━━━━━ DOCUMENT SECTION

We will show that $f$ in the proof lemma 2 is actually the cyclotomic polynomial $\Phi_n(x)$ you are looking for. The following procedure works for all fields where the characteristic does not divide $n$, but we assume characteristic to be $0$ for simplicity.

We have

$X^n-1=\prod_{\zeta}(X-\zeta),$

where the product is taken over all $n$-th roots of unity. Collecting all roots with the same period $d$ (i.e., those $\zeta$ such that $\zeta^d=1$), we put

$\Phi_d(X)=\prod_{\operatorname{period} \zeta=d}(X-\zeta).$

Then

$X^n-1=\prod_{d|n}\Phi_d(X).$

It follows that $\Phi_1(X)=X-1$ and

$\Phi_n(X)=\frac{X^n-1}{\prod_{d\mid n}^{d<n}\Phi_d(X)}.$

This presentation makes our computation much easier. But to understand $\Phi_n$, we still should keep in mind that the $n$-th cyclotomic polynomial is defined to be

$\Phi_n(X)=\prod_{\operatorname{period}\zeta=n}(X-\zeta),$

whose roots are all primitive $n$-th roots of unity. As stated in the proof of proposition 1, there are $\varphi(n)$ primitive $n$-th roots of unity, and therefore $\deg\Phi_n(X)=\varphi(n)$. Besides, $f|\Phi_n$. Since both have the same degree, these two polynomials equal. It also follows that $\sum_{d|n}\varphi(n)=n$.

Proposition 2. The cyclotomic polynomial is irreducible and is the irreducible polynomial of $\zeta$ over $\mathbb{Q}$, where $\zeta$ is a primitive $n$-th root of unity.

We end this section by a problem in number fields, making use of what we have studied above.

Problem 0. A number field $F$ only contains finitely many roots of unity.

Solution. Let $\zeta \in F$ be a root of unity with period $n$. Then $\Phi_n(\zeta)=0$ and therefore $[\mathbb{Q}(\zeta):\mathbb{Q}]$ has degree $\varphi(n)$. Since $\mathbb{Q}(\zeta)$ is also a subfield of $F$, we also have $\varphi(n) \le [F:\mathbb{Q}]$. Since $\{n:\varphi(n) \le [F:\mathbb{Q}]\}$ is certainly a finite set, the number of roots of unity lie in $F$ is finite. $\square$

# Technical Computations

We will do some dirty computation in this section.

Problem 1. If $p$ is prime, then $\Phi_p(X)=X^{p-1}+X^{p-2}+\dots+1$, and for an integer $\nu \ge 1$, $\Phi_{p^\nu}(X)=\Phi_p(X^{p^{\nu-1}})$.

━━━━━━━━━━
━━━━━ GIVEN INFORMATION

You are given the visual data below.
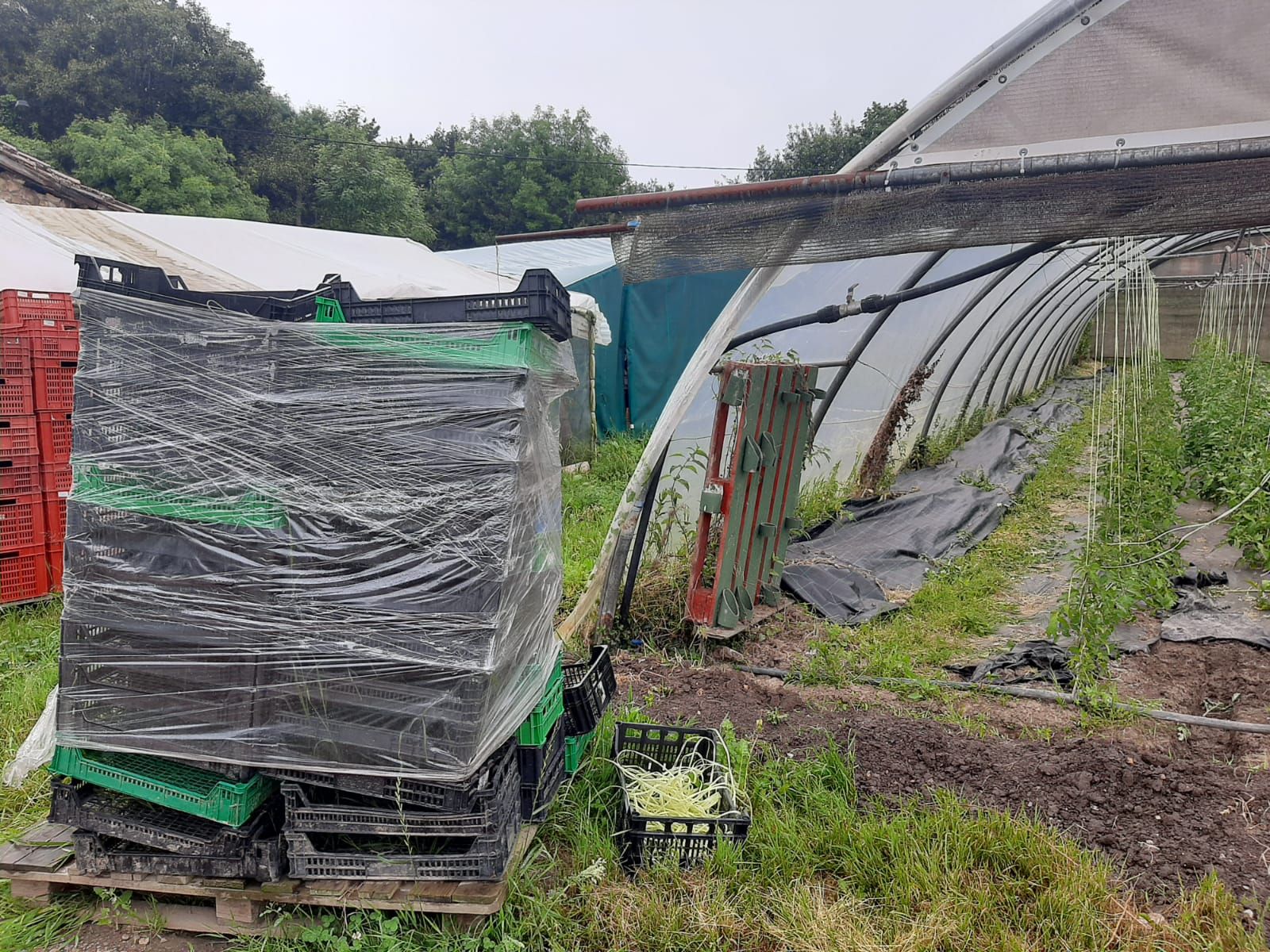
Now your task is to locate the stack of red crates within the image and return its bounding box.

━━━━━━━━━━

## PROBLEMS AND TASKS:
- 1) In the cyclotomic polynomial text, what is the characteristic assumed to be for simplicity?
- 2) Reproduce everything in the cyclotomic polynomial text from "It follows that" down to "root of unity.".
- 3) List every numbered lemma, proposition, or problem mentioned in the cyclotomic polynomial text.

## ANSWERS FOR THIS EXERCISE:
- 1) The characteristic is assumed to be 0.

- 2)
It follows that $\Phi_1(X)=X-1$ and

$\Phi_n(X)=\frac{X^n-1}{\prod_{d\mid n}^{d<n}\Phi_d(X)}.$

This presentation makes our computation much easier. But to understand $\Phi_n$, we still should keep in mind that the $n$-th cyclotomic polynomial is defined to be

$\Phi_n(X)=\prod_{\operatorname{period}\zeta=n}(X-\zeta),$

whose roots are all primitive $n$-th roots of unity. As stated in the proof of proposition 1, there are $\varphi(n)$ primitive $n$-th roots of unity, and therefore $\deg\Phi_n(X)=\varphi(n)$. Besides, $f|\Phi_n$. Since both have the same degree, these two polynomials equal. It also follows that $\sum_{d|n}\varphi(n)=n$.

Proposition 2. The cyclotomic polynomial is irreducible and is the irreducible polynomial of $\zeta$ over $\mathbb{Q}$, where $\zeta$ is a primitive $n$-th root of unity.

- 3) Lemma 2, Proposition 1, Proposition 2, Problem 0, Problem 1